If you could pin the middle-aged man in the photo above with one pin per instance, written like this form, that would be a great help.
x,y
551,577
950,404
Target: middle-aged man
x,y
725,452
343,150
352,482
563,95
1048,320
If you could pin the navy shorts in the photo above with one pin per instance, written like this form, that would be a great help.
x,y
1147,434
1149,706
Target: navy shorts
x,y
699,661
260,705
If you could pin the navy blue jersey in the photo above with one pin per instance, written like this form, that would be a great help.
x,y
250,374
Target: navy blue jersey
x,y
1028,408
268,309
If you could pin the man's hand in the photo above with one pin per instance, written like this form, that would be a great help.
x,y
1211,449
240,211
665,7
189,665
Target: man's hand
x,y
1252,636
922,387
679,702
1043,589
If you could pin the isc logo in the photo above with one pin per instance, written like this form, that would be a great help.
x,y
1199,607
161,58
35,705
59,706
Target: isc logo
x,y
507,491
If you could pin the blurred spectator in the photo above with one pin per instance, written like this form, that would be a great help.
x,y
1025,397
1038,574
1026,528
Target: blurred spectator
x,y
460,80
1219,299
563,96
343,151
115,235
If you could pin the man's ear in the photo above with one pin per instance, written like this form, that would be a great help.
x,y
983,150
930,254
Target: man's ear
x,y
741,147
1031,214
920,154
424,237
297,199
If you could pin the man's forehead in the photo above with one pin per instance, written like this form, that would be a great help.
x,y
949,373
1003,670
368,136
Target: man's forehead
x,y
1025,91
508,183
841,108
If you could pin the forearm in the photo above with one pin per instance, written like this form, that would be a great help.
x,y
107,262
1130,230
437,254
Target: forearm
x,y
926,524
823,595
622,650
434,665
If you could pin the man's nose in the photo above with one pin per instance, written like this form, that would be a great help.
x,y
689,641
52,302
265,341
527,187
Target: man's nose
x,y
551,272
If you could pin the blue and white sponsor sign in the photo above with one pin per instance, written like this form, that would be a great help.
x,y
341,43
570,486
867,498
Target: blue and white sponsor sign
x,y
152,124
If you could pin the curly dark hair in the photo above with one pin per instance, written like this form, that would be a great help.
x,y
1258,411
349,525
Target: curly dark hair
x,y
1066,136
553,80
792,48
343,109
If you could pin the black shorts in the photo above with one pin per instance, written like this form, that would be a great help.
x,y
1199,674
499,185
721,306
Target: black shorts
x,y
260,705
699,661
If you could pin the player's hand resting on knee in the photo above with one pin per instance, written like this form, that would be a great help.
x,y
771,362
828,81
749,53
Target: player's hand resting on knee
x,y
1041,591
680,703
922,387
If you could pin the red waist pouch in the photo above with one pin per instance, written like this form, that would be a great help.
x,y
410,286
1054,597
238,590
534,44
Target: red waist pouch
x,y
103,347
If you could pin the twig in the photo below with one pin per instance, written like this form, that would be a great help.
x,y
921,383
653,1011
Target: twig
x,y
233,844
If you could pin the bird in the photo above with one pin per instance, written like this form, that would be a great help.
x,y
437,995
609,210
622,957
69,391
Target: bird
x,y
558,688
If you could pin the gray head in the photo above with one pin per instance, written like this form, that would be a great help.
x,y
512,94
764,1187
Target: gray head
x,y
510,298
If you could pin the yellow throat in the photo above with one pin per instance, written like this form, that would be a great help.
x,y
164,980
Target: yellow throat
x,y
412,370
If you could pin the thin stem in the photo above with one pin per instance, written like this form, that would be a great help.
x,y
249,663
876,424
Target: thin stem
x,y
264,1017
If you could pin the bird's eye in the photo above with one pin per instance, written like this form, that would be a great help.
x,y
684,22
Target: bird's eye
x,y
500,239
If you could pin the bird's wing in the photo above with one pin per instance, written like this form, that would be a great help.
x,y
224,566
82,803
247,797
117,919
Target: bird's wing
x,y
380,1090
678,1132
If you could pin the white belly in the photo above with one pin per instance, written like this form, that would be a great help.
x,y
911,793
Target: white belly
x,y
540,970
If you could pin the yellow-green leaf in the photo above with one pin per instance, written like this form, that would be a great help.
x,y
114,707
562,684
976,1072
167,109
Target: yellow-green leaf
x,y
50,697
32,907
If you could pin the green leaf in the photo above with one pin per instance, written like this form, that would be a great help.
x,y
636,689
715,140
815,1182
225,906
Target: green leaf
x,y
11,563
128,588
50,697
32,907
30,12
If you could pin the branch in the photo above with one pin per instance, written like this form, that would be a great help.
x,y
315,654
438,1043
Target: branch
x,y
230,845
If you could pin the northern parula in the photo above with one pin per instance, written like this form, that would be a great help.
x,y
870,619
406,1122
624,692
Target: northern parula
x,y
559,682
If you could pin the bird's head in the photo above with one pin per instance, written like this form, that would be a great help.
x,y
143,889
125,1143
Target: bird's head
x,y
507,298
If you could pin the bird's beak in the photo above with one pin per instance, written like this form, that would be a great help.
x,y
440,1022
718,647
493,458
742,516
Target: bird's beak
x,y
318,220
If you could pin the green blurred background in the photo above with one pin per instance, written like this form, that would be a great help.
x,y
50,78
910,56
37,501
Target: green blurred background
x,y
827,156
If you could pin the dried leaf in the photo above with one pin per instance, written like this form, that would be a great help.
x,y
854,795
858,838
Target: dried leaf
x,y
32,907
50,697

_ _ _

What to work on:
Repeat every entry exactly as written above.

Solution for this exercise:
If you could pin the middle-aged man in the photo above with one pin per instance, written like this form, that would be a great help.
x,y
551,577
950,404
Target: middle-aged man
x,y
725,452
343,150
352,482
563,95
1048,320
If you could pin the navy shorts in the photo above with one pin per instance, written like this form, that would be a great help.
x,y
1147,434
1149,706
Target: navy shorts
x,y
699,661
260,705
If you could pin the navy blue jersey in the photo above with one pin per instance, written like this form, that would be a great help.
x,y
250,374
Target: navy blue jersey
x,y
1028,408
268,309
If you could pin the man's hand in the photo above with one pin per instance, written like this form, that would be a great help.
x,y
1211,449
240,211
665,7
189,665
Target: man's hand
x,y
1252,636
922,387
679,702
1043,589
If you could pin the isc logo in the photo above with one pin per instance, written like this form, that would be a great help.
x,y
1199,607
161,58
35,705
59,706
Target: isc logo
x,y
507,491
If you could pin the blurred spectator in the photo above with one pin per instance, written like this form, that would be a great help.
x,y
1025,397
1038,574
1026,528
Target: blurred spectator
x,y
460,80
1219,299
563,96
343,151
115,235
If you could pin the man's ear in the photo above with one pin per instance, written like this form, that would be a great help.
x,y
983,150
930,254
Target: man's ear
x,y
741,147
1031,214
920,154
424,237
297,199
If you could pin the man's forehead in the photo above with one pin per instance, written like this form, that would be a great help.
x,y
949,373
1003,670
368,136
Target: man's forehead
x,y
1025,91
508,183
841,108
If you could pin the forearm in the photo above with one pin per instance, written like this form, that would be a great help.
x,y
107,262
1130,230
437,254
Target: forearm
x,y
926,524
823,595
622,650
434,665
If you could pin the man's nose in the photo above with one pin per instance, written like this form, that would be a great help.
x,y
689,641
52,302
265,341
527,187
Target: man's nose
x,y
551,272
If you could pin the blue and white sponsor sign in the photo above with one pin per instance, written like this form, that would be a great help.
x,y
341,43
570,486
867,498
Target: blue and white sponsor sign
x,y
152,124
If you could pin the curly dark hair in the photo above with one pin per instance, written like this form, that would be a great help.
x,y
1258,411
349,525
Target: curly dark hair
x,y
1066,136
553,80
792,48
343,109
If you could pin the black shorts in the photo above with one pin per instance, written like this form, that would be a great help.
x,y
1199,674
499,185
721,306
Target: black shorts
x,y
260,705
699,661
If you could pin the player's hand resting on knee in the photo above with one pin per instance, written like this form, that would be a great help.
x,y
771,362
828,81
749,53
Target: player's hand resting on knee
x,y
1041,591
680,703
922,387
If you could pin the red waist pouch in the photo above with one pin per instance, written like this form, that would be a great help.
x,y
410,286
1054,597
238,590
534,44
Target: red waist pouch
x,y
103,347
If you could pin the twig in the photo below with one pin per instance, written like this form, that would be a great help.
x,y
921,383
653,1011
Target: twig
x,y
233,844
If you could pin the bird in the photo above with one pin per instance, written like this form, that would be a great help.
x,y
437,995
609,210
622,957
69,391
Target: bird
x,y
558,688
If you could pin the gray head in the photo above with one pin per instance, written like this form, that would be a great help.
x,y
512,94
764,1187
Target: gray head
x,y
510,298
If you could pin the yellow throat in the photo above with one pin per instance, written like this form, that would be a great help.
x,y
164,980
Target: yellow throat
x,y
412,370
If you could pin the thin stem in the photo above with one pin per instance, written like this form, that would be a great help.
x,y
249,663
876,424
Target: thin stem
x,y
264,1017
If you could pin the bird's eye in the photo above with one pin per instance, written like this form, that would be a great help.
x,y
684,22
Target: bird's eye
x,y
500,239
If you could pin the bird's wing in the photo above with one pin per instance, written like this form, that would be a great help.
x,y
224,566
82,803
247,797
117,919
Target: bird's wing
x,y
380,1090
678,1132
If you could pin the white belly in the photo above with one pin per instance, written like this form, that would be a great help.
x,y
911,793
Target: white belly
x,y
540,970
If you could pin the yellow-green leaf in the photo above with one pin per instance, written like this form, that would be a great help.
x,y
114,707
562,684
976,1072
167,109
Target: yellow-green leaf
x,y
50,697
32,907
If you could pin the green leaf in the photo above with one pin per instance, written like this form, that would be a great help.
x,y
636,689
715,140
815,1182
225,906
Target: green leaf
x,y
11,563
128,588
50,697
32,907
30,12
If you could pin the branch in the photo above with one pin per instance, written like this form, that would be a great help.
x,y
315,654
438,1043
Target: branch
x,y
230,845
If you could pin the northern parula in the photo above with one pin per instance, written like this form, that would be a great help.
x,y
870,619
406,1122
624,692
Target: northern parula
x,y
559,682
If you could pin the bird's head in the photo above with one pin per instance, written like this form, that would be a great help.
x,y
143,889
125,1143
Target: bird's head
x,y
507,298
If you could pin the bird's beak in the photo above with one pin per instance, written like this form, that would be a great help.
x,y
440,1022
718,647
493,458
742,516
Target: bird's beak
x,y
318,220
If you could pin the green blurred background in the photo above with one pin per instance, written like this form, that would be a great help.
x,y
50,78
910,56
37,501
Target: green blurred background
x,y
827,156
If you could pin the dried leaf in the photo above with one pin per instance, written like this form, that would be a great help.
x,y
854,795
858,838
Target: dried leaf
x,y
32,907
50,697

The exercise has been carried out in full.